§ PROBLEM TO SOLVE:
Beneath this task are records; print exactly the stretch of them from the line with "Target: black belt" through the line with "the mastercard logo", both ends included.

(TASK DATA begins)

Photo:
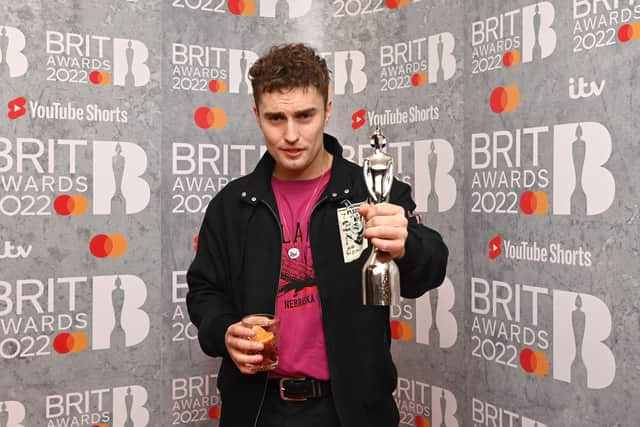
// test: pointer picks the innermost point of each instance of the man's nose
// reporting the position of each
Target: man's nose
(291, 134)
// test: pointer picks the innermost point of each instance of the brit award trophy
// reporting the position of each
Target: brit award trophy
(380, 275)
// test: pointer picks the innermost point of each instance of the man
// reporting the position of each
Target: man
(284, 240)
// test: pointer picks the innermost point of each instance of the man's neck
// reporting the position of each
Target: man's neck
(314, 172)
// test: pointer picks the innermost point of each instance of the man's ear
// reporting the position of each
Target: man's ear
(256, 114)
(327, 112)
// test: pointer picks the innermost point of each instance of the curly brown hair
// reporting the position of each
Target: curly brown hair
(289, 66)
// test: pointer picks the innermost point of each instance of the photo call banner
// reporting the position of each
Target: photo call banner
(515, 123)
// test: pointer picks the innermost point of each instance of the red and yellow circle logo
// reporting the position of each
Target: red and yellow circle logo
(505, 99)
(394, 4)
(210, 118)
(215, 412)
(242, 7)
(100, 77)
(73, 342)
(218, 86)
(629, 32)
(534, 203)
(511, 58)
(102, 246)
(402, 331)
(419, 79)
(535, 362)
(70, 205)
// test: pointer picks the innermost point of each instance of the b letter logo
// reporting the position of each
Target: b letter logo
(12, 61)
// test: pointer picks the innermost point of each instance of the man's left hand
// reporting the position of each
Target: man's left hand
(386, 226)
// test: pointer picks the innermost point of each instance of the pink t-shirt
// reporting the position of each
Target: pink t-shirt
(302, 347)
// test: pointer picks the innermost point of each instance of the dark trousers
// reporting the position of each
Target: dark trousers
(309, 413)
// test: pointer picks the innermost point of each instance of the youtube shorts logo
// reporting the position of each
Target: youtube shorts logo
(358, 119)
(17, 108)
(495, 247)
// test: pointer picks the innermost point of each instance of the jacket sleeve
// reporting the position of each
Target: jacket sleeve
(210, 298)
(424, 264)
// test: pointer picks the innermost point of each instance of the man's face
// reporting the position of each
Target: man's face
(292, 122)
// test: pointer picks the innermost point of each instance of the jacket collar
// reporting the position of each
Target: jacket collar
(258, 184)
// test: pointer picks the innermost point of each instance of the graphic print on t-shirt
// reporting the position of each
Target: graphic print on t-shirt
(297, 286)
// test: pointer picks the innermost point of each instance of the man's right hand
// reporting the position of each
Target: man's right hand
(240, 348)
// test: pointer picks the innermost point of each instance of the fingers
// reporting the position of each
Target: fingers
(381, 209)
(386, 227)
(242, 350)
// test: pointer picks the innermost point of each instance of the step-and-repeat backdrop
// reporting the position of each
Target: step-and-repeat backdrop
(514, 121)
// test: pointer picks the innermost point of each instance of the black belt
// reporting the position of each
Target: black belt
(300, 388)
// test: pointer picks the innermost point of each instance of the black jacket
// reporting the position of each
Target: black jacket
(236, 272)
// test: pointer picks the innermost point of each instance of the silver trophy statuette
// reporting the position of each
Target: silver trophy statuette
(380, 275)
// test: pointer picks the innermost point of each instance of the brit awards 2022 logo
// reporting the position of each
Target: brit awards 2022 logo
(197, 67)
(93, 59)
(507, 330)
(424, 405)
(13, 61)
(195, 399)
(200, 171)
(44, 317)
(513, 37)
(430, 321)
(44, 177)
(124, 406)
(181, 328)
(278, 9)
(511, 176)
(598, 24)
(485, 414)
(417, 62)
(12, 414)
(430, 169)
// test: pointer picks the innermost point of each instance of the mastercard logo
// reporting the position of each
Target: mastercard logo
(214, 412)
(100, 77)
(73, 342)
(70, 205)
(505, 99)
(394, 4)
(511, 58)
(242, 7)
(218, 86)
(419, 79)
(102, 246)
(629, 32)
(210, 118)
(535, 362)
(401, 331)
(534, 203)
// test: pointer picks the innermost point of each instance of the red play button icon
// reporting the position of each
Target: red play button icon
(495, 247)
(17, 108)
(358, 118)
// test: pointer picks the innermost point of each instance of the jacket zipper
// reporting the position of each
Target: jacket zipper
(266, 379)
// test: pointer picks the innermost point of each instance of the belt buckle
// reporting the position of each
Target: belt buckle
(281, 388)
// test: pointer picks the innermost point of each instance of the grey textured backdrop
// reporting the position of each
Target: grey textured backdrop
(513, 121)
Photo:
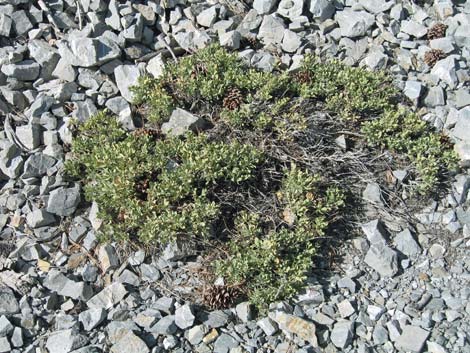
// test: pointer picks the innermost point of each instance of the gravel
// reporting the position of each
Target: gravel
(401, 286)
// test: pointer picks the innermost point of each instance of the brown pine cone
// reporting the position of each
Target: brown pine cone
(433, 56)
(146, 132)
(437, 31)
(221, 297)
(303, 77)
(199, 69)
(233, 99)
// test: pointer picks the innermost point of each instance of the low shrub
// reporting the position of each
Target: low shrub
(260, 179)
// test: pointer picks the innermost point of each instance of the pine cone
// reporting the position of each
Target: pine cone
(303, 77)
(146, 132)
(433, 56)
(199, 69)
(233, 99)
(437, 31)
(221, 297)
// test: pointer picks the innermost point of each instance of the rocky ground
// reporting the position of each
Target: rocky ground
(403, 286)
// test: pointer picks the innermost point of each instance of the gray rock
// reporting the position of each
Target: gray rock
(63, 201)
(29, 135)
(354, 23)
(322, 9)
(412, 339)
(44, 55)
(437, 251)
(413, 90)
(180, 122)
(462, 98)
(4, 345)
(264, 6)
(8, 302)
(271, 30)
(290, 8)
(196, 334)
(375, 232)
(342, 334)
(323, 319)
(268, 326)
(376, 60)
(444, 8)
(170, 342)
(394, 330)
(11, 161)
(17, 337)
(207, 17)
(5, 25)
(165, 326)
(129, 277)
(165, 304)
(376, 6)
(291, 41)
(92, 318)
(380, 335)
(84, 110)
(108, 297)
(346, 309)
(108, 258)
(405, 243)
(113, 19)
(39, 218)
(216, 319)
(87, 52)
(434, 347)
(118, 329)
(224, 343)
(245, 311)
(129, 343)
(263, 61)
(133, 33)
(413, 28)
(435, 97)
(62, 285)
(27, 70)
(462, 125)
(64, 70)
(41, 105)
(230, 39)
(373, 194)
(383, 260)
(445, 44)
(6, 328)
(375, 312)
(310, 296)
(156, 65)
(21, 22)
(446, 70)
(150, 272)
(184, 317)
(126, 77)
(306, 330)
(65, 341)
(348, 283)
(193, 40)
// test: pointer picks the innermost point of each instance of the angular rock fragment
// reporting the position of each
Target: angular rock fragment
(354, 23)
(412, 339)
(108, 297)
(180, 122)
(383, 260)
(63, 201)
(292, 324)
(126, 77)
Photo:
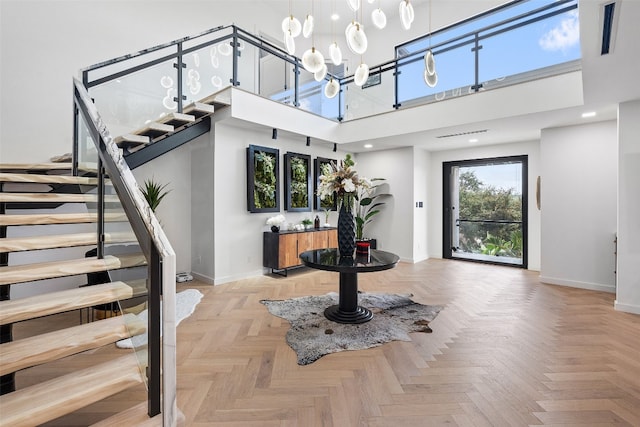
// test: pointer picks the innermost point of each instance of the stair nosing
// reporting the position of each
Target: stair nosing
(51, 346)
(86, 386)
(17, 310)
(15, 274)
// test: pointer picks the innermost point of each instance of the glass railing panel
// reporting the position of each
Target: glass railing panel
(248, 65)
(373, 97)
(455, 69)
(87, 152)
(310, 93)
(208, 70)
(129, 102)
(489, 241)
(275, 77)
(535, 46)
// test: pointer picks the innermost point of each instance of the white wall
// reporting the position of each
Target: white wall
(237, 242)
(393, 227)
(578, 199)
(434, 205)
(421, 161)
(628, 268)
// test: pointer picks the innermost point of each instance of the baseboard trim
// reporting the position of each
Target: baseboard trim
(203, 278)
(233, 278)
(577, 284)
(627, 308)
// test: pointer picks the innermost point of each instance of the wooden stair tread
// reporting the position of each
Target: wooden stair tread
(216, 100)
(18, 244)
(47, 179)
(46, 219)
(129, 140)
(44, 348)
(35, 166)
(51, 399)
(70, 299)
(177, 119)
(154, 130)
(199, 109)
(53, 197)
(14, 274)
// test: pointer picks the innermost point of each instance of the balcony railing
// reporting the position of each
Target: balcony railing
(489, 51)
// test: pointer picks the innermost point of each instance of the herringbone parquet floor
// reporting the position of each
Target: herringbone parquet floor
(505, 351)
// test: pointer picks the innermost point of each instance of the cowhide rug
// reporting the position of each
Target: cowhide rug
(312, 335)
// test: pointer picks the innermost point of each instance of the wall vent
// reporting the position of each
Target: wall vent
(609, 26)
(471, 132)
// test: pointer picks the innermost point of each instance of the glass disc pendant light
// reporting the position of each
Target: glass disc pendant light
(430, 79)
(356, 38)
(289, 42)
(312, 60)
(335, 53)
(379, 18)
(332, 88)
(361, 75)
(429, 62)
(307, 28)
(321, 74)
(406, 14)
(292, 24)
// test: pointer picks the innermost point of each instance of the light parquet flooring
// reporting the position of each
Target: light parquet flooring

(TASK DATA ends)

§ RESULT FOR THIS TASK:
Target: black belt
(300, 388)
// test: pointer picks the innermost point of each instance of the black jacket
// reporting the position of each
Target: black jacket
(236, 272)
// test: pointer picks the innermost point of each instance of the silver trophy statuette
// reporting the position of each
Target: silver trophy statuette
(380, 275)
// test: pointer picks the innermost point of each instance of the brit awards 2022 logo
// reporting the position of each
Target: brit awards 2022 logo
(197, 67)
(93, 59)
(507, 330)
(424, 405)
(13, 61)
(195, 399)
(200, 171)
(44, 317)
(513, 37)
(430, 321)
(44, 177)
(124, 406)
(181, 328)
(278, 9)
(511, 176)
(598, 24)
(485, 414)
(417, 62)
(12, 414)
(430, 169)
// test: pointer picks the innermost point of each instance of the mastercard logo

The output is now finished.